_Texto de referencia_
....................

Entre la diáspora general, la crisis de Venezuela ha creado un
éxodo particular de mujeres embarazadas que buscan acceso a la salud en Colombia. Miles de
mujeres y sus hijos viajan como pueden, a veces por trochas en el desierto, decididas a
sobrevivir al otro lado de la frontera.
Por: Sinar Alvarado
Fotografías: Stephen Ferry
Las primeras mujeres llegan antes del amanecer y se reúnen en silencio frente al puesto de salud
de Paraguachón, un caserío asentado sobre el desierto de La Guajira. Decenas de mujeres
embarazadas, casi todas de la etnia Wayúu, viajan cada semana entre Venezuela y Colombia con la
necesidad de parir a sus hijos sin contratiempos. Cuando hay suerte cruzan en carro, pero casi
siempre llegan en moto o a pie, a través del puesto fronterizo y por las trochas que acceden a
este corregimiento del municipio de Maicao.

....................

_Extracto de datos_
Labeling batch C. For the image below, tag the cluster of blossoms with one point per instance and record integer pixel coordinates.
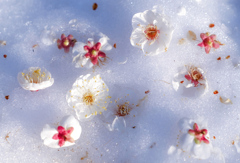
(89, 95)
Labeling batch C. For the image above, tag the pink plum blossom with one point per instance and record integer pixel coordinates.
(208, 42)
(63, 135)
(92, 53)
(199, 135)
(66, 42)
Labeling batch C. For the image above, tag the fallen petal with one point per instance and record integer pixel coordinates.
(225, 100)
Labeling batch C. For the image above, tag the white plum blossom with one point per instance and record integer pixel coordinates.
(190, 82)
(152, 32)
(125, 106)
(91, 53)
(35, 78)
(89, 96)
(64, 135)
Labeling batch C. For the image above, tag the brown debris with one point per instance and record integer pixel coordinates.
(95, 6)
(7, 97)
(211, 25)
(85, 156)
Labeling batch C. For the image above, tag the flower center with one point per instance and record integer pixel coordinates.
(196, 75)
(66, 42)
(94, 52)
(123, 110)
(88, 98)
(151, 32)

....................

_Problema_
Según el texto de referencia, ¿a qué etnia pertenecen casi todas las mujeres embarazadas que viajan cada semana entre Venezuela y Colombia?

_Solución del problema_
A la etnia Wayúu.